→ Dataset entries:
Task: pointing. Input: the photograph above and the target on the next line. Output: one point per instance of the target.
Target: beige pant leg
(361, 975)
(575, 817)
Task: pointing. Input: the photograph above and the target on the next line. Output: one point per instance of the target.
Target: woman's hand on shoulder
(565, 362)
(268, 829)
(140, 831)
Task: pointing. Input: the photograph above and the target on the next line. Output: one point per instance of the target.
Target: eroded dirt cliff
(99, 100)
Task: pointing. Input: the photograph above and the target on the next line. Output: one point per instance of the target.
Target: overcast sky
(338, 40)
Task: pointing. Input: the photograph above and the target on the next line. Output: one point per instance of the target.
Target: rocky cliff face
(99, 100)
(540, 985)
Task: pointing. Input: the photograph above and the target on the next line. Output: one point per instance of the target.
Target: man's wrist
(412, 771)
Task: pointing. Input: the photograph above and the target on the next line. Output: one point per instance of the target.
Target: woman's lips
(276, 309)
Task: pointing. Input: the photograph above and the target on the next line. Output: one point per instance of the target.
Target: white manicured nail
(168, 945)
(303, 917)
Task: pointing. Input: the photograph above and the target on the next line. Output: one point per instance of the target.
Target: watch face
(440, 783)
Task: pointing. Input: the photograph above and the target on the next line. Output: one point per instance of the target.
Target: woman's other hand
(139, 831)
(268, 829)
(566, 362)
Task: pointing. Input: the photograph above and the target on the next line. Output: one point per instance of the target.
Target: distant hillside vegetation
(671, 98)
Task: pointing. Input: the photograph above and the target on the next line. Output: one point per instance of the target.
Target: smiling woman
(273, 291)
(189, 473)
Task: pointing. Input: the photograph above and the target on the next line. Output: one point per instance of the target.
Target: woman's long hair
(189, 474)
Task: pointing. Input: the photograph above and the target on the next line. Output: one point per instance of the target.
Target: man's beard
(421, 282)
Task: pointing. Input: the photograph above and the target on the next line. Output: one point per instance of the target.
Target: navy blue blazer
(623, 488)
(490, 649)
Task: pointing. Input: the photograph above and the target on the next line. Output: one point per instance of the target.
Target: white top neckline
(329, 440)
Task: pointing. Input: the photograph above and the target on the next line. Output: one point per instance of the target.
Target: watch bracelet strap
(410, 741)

→ The task: Copy out all of the lines above exactly.

→ Output for this exercise:
Task: pointing. Input: the photograph above and the target on the next line. Output: one point per instance of the target.
Target: beige pant leg
(361, 975)
(575, 817)
Task: pointing. Input: the photograph above and the target on the next line. Output: one point per instance of the target.
Target: woman's hand on shoulder
(565, 362)
(268, 829)
(140, 831)
Task: pointing. Input: the photograph above and the target on the next line. Output: one point per instance of the target.
Target: eroded dirt cliff
(99, 100)
Task: pointing. Input: the photograph above and the target on the next line. Output: one point per instance of the target.
Target: overcast sky
(338, 40)
Task: pointing. Input: the photograph above and the target on the next line. Output: one point per instance of the target.
Target: rocky cliff face
(99, 100)
(540, 985)
Task: pointing. Input: the photograph above and the target on the next line. Output: one point per instance of the target.
Target: man's wrist
(412, 771)
Task: pointing. Input: the photograph above and the target on the next line. Output: one point per instance of the target.
Target: woman's lips
(276, 309)
Task: pointing. Input: the photograph above and the target on the next line. Output: one point per instance of the target.
Target: white manicured nail
(168, 945)
(303, 917)
Task: pointing. Input: the photograph above and the target on the next line. Output: one point per instance of the target.
Target: watch face
(440, 783)
Task: pointing. Input: the photograph above and the target on the next line. Output: one point per instance of the target.
Target: woman's other hand
(139, 831)
(268, 829)
(566, 362)
Task: pointing. Input: the photograph above and the target on the next line. Output: one point per instance of the target.
Target: distant hillside vegetation
(671, 98)
Task: pointing. Input: the photograph above and the target on the next line. Output: one point per instance of the target.
Target: smiling woman
(273, 291)
(189, 473)
Task: pointing. Input: the photograph above and the target on the next line. Output: one point per instance of the target.
Target: woman's long hair
(189, 474)
Task: pointing. Input: the photograph above and the target on the next line. Output: one point per instance of the target.
Target: man's beard
(421, 282)
Task: pointing. Input: the photograph above and the target on the next line. Output: one point per instance of the target.
Target: navy blue blazer
(623, 488)
(490, 649)
Task: pointing. Input: the photograph above and the target on the next line. Output: one point per instance of the target.
Target: white top neckline
(329, 440)
Task: pointing. Input: the photograph above and the target on the next line. Output: one point per instance of the target.
Target: watch bracelet strap
(410, 741)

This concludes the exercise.